Carry none of the pictures over; write out the complete data exactly.

§ **Material for this task**:
=====
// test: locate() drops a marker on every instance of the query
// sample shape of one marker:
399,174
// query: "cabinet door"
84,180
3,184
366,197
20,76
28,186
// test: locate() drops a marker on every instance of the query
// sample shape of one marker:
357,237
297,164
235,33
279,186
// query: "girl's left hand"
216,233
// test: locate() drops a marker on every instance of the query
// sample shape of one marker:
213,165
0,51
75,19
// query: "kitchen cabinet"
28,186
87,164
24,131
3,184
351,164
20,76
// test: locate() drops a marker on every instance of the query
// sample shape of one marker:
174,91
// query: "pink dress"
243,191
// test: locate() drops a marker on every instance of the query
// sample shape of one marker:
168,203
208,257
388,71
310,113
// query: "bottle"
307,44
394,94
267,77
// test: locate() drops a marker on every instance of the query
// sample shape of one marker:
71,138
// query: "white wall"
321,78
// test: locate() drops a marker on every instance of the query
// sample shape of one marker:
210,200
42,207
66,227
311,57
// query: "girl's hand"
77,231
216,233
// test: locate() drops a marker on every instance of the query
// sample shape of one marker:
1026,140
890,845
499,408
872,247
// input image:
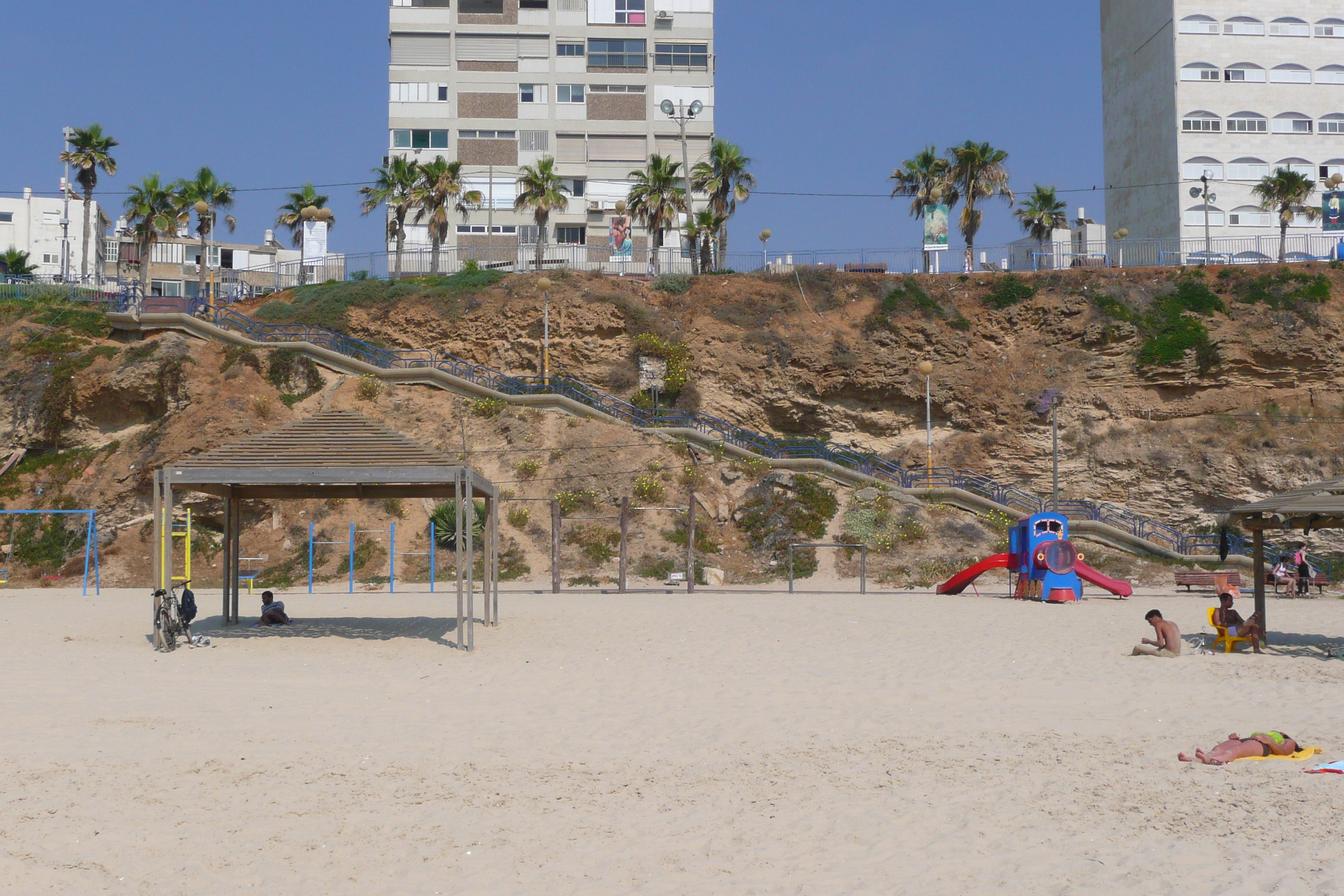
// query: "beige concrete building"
502,84
1222,89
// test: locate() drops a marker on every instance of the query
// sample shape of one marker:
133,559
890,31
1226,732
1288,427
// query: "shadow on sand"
359,628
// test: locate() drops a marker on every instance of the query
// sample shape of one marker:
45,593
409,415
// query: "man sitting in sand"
1168,639
1237,628
272,612
1263,743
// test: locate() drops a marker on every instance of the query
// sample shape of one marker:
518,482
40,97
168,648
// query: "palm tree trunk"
84,265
=====
§ **Exercise response**:
// test: locate() drops a marker on every instance of the query
// sample shape of one marker:
399,174
// query: "cabinet door"
84,180
3,184
366,197
20,76
28,186
// test: locate() drops a marker on every instance of the query
// sample shape of one marker:
357,237
297,164
235,33
279,186
// query: "girl's left hand"
216,233
// test: locate() drops a marker on every instance of the query
// sample shape of one marker:
213,165
0,51
75,19
// query: "kitchen cabinet"
28,186
87,164
24,131
3,184
351,164
20,76
// test: locate() drops a marker on every instance of the query
// sample shape of one marker:
174,91
// query: "pink dress"
243,191
// test: locate() drops a marker on every instance of the query
// sample shape of one marker:
168,203
208,257
388,71
310,113
// query: "bottle"
307,44
394,94
267,77
// test: locate() drops a marker on every instance of the query
// sample shape of one marker:
71,138
// query: "white wall"
321,78
// test: locate() drops a marker on every instance of the query
// sample shape of one marker:
210,200
42,207
66,227
311,57
// query: "girl's hand"
77,231
216,233
// test: locate() drops a marker on every instance of the query
// sample shape of one marker:
1026,140
890,845
499,408
872,247
// input image:
// query: "beige concrete building"
502,84
1222,89
// test: locate() drops a marker on every instance of the query
// sample shape of one marker:
133,559
890,31
1226,732
1288,427
// query: "shadow on sand"
359,628
// test: locate() drops a marker on every instance of the query
// sample shape of one marker:
45,593
409,415
// query: "man sitting in sand"
1168,639
1237,628
272,612
1263,743
// test: locate() drops a marker on every instance of the query
// sample shape of one marker:
518,482
40,97
168,648
// query: "palm tree trunk"
84,265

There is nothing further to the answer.